> [Textauszug]:
Wo er geht, wo er steht

POLIZEI NUTZT „STILLE SMS“

Eine interaktive Karte im Internet zeigt sechs Monate im Leben des Malte Spitz. Am 21. November 2009 gegen 15 Uhr unternahm Spitz, Mitglied im Bundesvorstand der Grünen, zum Beispiel einen Inlandsflug von Frankfurt am Main nach Berlin-Tegel. Auf der Karte flitzt eine rote Markierung über eine Deutschlandkarte, man kann die Geschwindigkeit einstellen und den Tag auswählen. Man sieht, wo Malte Spitz schläft, wann er aufsteht und wann er ins Bett geht, wie häufig er verreist und ob er dabei das Auto nimmt, den Zug oder den Flieger.

Malte Spitz hat die Telekom verklagt, damit sie ihm die über ihn gespeicherten Daten gibt. Er hat die Daten in Kooperation mit der Zeit veröffentlicht, um erfahrbar zu machen, was Ortungsdaten über einen Menschen aussagen. Ortungsdaten, die bei jeder Handy-Verbindung entstehen, weil der Mobilfunkanbieter speichert, zu welchem Mobilfunkmasten das Handy gerade Kontakt hält. In einer Stadt lässt sich dann der Standort auf wenige Dutzend bis hundert Meter bestimmen, auf dem Land sind es wenige Kilometer.

> [Aufgabe 1]: Aktualisiere den Abschnitt des Textauszugs zwischen „POLIZEI NUTZT „STILLE“ und „oder den Flieger.“ einschließlich, indem du „Inlandsflug“ durch „Direktflug“ ersetzt. Gib den Abschnitt in dieser Fassung wieder.

> [Angezeigte Daten]:
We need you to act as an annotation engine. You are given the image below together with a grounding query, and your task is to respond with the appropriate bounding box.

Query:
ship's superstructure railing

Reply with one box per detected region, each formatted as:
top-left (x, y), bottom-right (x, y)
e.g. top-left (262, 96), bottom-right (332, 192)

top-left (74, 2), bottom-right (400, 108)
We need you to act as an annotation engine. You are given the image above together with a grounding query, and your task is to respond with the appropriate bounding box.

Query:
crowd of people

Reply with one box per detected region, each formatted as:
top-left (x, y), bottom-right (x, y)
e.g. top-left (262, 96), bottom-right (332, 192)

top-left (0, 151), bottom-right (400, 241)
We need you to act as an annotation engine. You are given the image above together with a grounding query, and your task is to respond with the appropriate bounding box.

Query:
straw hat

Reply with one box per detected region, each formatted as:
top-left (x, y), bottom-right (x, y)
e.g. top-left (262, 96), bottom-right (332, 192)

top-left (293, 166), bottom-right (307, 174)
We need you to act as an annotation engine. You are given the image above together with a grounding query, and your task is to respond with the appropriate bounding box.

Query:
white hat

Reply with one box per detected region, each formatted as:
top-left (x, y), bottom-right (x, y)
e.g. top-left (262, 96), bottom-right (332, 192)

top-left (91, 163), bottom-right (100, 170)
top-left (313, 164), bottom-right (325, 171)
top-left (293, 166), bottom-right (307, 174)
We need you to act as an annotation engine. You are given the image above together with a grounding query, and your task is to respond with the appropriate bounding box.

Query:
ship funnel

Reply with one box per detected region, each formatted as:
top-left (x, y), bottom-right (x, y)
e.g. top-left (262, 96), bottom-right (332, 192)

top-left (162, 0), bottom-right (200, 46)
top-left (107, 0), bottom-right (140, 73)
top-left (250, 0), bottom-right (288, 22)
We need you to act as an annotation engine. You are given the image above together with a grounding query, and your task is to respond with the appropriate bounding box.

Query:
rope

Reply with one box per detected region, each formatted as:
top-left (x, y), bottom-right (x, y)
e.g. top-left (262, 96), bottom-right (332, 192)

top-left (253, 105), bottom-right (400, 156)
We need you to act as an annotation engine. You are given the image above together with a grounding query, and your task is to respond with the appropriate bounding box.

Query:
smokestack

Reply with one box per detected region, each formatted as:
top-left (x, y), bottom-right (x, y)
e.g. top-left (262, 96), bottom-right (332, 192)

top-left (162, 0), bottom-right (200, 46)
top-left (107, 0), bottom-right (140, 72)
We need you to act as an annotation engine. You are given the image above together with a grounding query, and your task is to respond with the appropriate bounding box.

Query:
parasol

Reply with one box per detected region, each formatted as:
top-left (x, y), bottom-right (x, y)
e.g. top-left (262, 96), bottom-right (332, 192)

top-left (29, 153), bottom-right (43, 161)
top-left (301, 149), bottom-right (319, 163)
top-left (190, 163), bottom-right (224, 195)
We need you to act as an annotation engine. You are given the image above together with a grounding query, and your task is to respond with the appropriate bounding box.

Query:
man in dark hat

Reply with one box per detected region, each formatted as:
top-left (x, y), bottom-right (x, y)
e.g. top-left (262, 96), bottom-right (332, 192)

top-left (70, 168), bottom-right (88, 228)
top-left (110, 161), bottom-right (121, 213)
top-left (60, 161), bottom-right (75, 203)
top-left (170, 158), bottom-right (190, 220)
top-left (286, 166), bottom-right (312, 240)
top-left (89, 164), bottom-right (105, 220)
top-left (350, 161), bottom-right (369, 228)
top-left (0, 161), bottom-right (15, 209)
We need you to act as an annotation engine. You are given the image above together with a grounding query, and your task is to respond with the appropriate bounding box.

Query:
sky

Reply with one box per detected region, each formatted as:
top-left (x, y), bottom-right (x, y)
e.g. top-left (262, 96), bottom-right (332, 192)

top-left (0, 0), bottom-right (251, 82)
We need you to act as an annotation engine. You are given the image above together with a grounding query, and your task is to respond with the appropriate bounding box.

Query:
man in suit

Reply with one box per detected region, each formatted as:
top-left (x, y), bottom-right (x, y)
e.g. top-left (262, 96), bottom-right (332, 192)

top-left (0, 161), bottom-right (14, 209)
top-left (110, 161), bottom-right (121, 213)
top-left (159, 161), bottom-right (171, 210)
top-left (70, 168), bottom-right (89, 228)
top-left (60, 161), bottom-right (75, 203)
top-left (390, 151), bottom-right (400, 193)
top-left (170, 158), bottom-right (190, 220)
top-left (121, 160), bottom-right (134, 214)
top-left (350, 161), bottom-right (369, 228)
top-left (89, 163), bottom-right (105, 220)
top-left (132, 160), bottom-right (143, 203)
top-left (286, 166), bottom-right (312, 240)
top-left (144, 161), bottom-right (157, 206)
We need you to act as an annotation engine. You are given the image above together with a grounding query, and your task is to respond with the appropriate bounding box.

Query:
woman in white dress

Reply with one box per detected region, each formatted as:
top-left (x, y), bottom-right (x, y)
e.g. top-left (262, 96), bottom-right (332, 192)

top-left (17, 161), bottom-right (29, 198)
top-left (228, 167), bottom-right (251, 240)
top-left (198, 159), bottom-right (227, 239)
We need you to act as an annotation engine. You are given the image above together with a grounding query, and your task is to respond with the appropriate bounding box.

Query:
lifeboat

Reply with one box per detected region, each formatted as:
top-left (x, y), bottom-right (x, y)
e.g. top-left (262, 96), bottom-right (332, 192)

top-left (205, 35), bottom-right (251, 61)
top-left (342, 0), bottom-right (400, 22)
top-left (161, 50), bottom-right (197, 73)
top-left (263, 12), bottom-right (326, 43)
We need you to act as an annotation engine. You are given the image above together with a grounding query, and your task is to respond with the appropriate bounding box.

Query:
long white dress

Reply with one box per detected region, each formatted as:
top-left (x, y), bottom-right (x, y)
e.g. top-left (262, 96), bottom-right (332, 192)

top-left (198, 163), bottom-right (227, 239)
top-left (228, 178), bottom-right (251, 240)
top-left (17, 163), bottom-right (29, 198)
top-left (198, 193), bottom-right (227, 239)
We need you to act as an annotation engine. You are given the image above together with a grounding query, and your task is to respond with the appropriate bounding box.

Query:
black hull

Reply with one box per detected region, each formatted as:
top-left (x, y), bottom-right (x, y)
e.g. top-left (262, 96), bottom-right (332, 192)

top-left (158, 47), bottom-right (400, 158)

> [Aufgabe 2]: Gib aus der Auflistung nur die Zeilen vom Anfang bis einschließlich der Zeile mit „top-left (74, 2), bottom-right (400, 108)“ unverändert zurück.

> [Lösung 1]:
POLIZEI NUTZT „STILLE SMS“

Eine interaktive Karte im Internet zeigt sechs Monate im Leben des Malte Spitz. Am 21. November 2009 gegen 15 Uhr unternahm Spitz, Mitglied im Bundesvorstand der Grünen, zum Beispiel einen Direktflug von Frankfurt am Main nach Berlin-Tegel. Auf der Karte flitzt eine rote Markierung über eine Deutschlandkarte, man kann die Geschwindigkeit einstellen und den Tag auswählen. Man sieht, wo Malte Spitz schläft, wann er aufsteht und wann er ins Bett geht, wie häufig er verreist und ob er dabei das Auto nimmt, den Zug oder den Flieger.

> [Lösung 2]:
We need you to act as an annotation engine. You are given the image below together with a grounding query, and your task is to respond with the appropriate bounding box.

Query:
ship's superstructure railing

Reply with one box per detected region, each formatted as:
top-left (x, y), bottom-right (x, y)
e.g. top-left (262, 96), bottom-right (332, 192)

top-left (74, 2), bottom-right (400, 108)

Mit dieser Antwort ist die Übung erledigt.